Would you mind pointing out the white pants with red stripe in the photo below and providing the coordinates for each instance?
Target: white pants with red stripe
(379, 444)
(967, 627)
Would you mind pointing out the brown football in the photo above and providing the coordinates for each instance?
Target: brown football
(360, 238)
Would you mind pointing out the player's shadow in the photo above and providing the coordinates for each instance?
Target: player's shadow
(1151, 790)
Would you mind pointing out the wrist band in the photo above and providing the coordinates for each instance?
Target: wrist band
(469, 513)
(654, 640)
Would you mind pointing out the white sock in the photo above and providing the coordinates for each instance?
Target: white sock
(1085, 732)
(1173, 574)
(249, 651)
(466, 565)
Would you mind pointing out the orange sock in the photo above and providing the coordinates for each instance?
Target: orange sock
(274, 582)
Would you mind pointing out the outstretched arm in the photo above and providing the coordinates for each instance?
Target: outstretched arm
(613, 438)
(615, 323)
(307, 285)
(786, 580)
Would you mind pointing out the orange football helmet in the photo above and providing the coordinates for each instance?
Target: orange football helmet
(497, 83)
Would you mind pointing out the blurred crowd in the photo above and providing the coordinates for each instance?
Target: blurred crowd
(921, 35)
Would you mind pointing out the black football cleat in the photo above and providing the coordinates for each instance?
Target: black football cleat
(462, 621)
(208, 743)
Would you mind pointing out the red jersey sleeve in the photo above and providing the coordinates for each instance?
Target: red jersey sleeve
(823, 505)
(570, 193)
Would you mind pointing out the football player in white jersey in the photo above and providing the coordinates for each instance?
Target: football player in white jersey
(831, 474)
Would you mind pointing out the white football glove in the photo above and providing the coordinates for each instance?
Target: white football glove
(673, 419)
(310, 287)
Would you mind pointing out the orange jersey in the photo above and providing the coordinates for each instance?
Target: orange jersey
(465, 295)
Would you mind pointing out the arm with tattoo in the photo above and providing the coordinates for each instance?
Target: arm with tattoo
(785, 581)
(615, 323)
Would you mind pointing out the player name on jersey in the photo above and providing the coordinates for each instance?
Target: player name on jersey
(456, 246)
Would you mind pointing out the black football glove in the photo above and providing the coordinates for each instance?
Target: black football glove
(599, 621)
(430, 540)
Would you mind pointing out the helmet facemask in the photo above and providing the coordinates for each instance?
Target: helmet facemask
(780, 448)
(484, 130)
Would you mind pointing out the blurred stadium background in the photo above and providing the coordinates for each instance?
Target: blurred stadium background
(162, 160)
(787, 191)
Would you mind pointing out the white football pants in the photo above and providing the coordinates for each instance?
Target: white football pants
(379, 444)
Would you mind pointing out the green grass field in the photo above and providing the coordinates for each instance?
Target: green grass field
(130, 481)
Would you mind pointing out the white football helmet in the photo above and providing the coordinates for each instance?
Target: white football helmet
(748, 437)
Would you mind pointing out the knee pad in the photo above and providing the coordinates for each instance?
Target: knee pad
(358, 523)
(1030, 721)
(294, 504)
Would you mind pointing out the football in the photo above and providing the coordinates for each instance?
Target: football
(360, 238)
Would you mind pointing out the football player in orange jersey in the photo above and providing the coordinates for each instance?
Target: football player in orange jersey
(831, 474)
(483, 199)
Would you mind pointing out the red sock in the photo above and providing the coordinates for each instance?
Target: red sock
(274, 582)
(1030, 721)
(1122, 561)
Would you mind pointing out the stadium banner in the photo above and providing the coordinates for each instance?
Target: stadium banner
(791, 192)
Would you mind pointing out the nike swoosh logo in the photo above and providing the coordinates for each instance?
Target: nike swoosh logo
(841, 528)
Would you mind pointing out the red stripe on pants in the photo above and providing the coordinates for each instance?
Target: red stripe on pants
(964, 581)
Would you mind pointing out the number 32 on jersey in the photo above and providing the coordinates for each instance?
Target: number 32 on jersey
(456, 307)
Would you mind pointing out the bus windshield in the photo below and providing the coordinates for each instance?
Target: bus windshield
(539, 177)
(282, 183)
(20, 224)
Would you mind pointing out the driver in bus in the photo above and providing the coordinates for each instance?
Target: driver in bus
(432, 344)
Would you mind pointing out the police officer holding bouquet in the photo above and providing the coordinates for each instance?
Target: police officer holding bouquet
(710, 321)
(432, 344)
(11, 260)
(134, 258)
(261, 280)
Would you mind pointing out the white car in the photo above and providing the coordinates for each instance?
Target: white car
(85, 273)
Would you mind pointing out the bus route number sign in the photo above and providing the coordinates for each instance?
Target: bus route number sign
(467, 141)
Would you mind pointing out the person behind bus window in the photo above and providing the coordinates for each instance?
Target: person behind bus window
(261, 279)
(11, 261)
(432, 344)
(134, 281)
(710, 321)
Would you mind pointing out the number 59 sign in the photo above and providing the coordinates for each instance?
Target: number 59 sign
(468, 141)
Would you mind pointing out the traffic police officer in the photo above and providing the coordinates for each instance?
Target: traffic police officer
• • • • •
▸ Task description:
Extract the lines above from the one containing "Would you mind pointing out the bus route" to the last line, both included, exactly as written.

▸ Correct result:
Would you mind pointing out the bus route number sign in the photo above and providing the coordinates for each instance?
Target: bus route number sign
(467, 141)
Would you mind pointing out the person behind bus window in the photo above and providing the coordinates for each instance?
Target: person behind bus window
(261, 279)
(11, 261)
(432, 344)
(134, 281)
(710, 321)
Would you mind pointing out the number 59 sign in the photo above and providing the coordinates for each instance?
Target: number 59 sign
(468, 141)
Would you mind pointing out the traffic police officer in the photo above and providing the coordinates for each instance?
Target: traffic police officer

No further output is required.